┏━━
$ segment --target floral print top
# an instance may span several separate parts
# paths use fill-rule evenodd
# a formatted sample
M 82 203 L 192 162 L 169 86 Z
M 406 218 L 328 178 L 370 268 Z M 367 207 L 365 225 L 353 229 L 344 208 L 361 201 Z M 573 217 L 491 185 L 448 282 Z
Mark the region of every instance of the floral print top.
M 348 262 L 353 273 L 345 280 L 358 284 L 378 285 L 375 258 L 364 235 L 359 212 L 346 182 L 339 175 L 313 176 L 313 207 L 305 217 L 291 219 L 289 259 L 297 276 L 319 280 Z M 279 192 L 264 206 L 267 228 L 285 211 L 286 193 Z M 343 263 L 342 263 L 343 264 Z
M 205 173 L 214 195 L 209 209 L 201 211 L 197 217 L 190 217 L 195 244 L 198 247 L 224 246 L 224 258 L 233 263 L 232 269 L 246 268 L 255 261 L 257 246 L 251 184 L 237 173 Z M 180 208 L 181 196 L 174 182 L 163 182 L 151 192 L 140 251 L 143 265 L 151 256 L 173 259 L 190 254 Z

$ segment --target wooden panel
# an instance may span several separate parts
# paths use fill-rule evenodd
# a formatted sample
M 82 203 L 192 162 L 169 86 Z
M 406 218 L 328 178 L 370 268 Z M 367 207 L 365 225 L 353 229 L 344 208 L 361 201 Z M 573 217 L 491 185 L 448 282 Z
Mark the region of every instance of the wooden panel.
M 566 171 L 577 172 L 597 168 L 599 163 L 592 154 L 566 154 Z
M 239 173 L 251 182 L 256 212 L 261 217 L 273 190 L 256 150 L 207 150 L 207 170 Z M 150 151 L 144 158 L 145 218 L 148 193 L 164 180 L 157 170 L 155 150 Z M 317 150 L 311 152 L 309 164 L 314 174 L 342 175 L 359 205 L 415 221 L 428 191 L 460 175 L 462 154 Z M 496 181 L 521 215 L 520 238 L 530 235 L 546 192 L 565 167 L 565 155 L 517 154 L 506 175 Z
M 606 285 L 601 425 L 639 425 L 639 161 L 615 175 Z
┗━━
▸ **GOAL**
Scale the part of the entries that opens at the start and closes with the line containing "M 205 173 L", both ends included, and give all of its lines again. Multiply every coordinate in the answer outlines by 0.4 and round to whole numbers, halves up, but leave the requests and their sample outlines unchanged.

▸ **RESPONSE**
$ segment --target floral print top
# an instance may span several separate parts
# paths use fill-rule evenodd
# a formatted sample
M 82 203 L 192 162 L 169 86 Z
M 406 218 L 328 178 L 370 268 Z M 367 207 L 365 225 L 353 229 L 344 208 L 361 201 Z M 573 217 L 491 185 L 448 282 Z
Mark the region of every instance of the floral print top.
M 139 105 L 141 109 L 138 112 L 143 114 L 151 114 L 150 103 L 146 94 L 144 85 L 138 73 L 136 70 L 125 70 L 125 83 L 122 87 L 116 88 L 116 104 L 119 110 L 128 112 Z M 112 77 L 106 82 L 107 91 L 114 84 L 114 77 Z M 137 105 L 137 105 L 137 106 Z
M 82 69 L 86 78 L 84 84 L 80 84 L 79 87 L 76 87 L 78 98 L 79 99 L 90 98 L 90 103 L 93 105 L 93 108 L 98 107 L 102 104 L 103 98 L 100 74 L 95 69 Z M 72 83 L 72 78 L 70 73 L 65 73 L 60 77 L 56 100 L 57 106 L 60 102 L 69 104 L 76 102 Z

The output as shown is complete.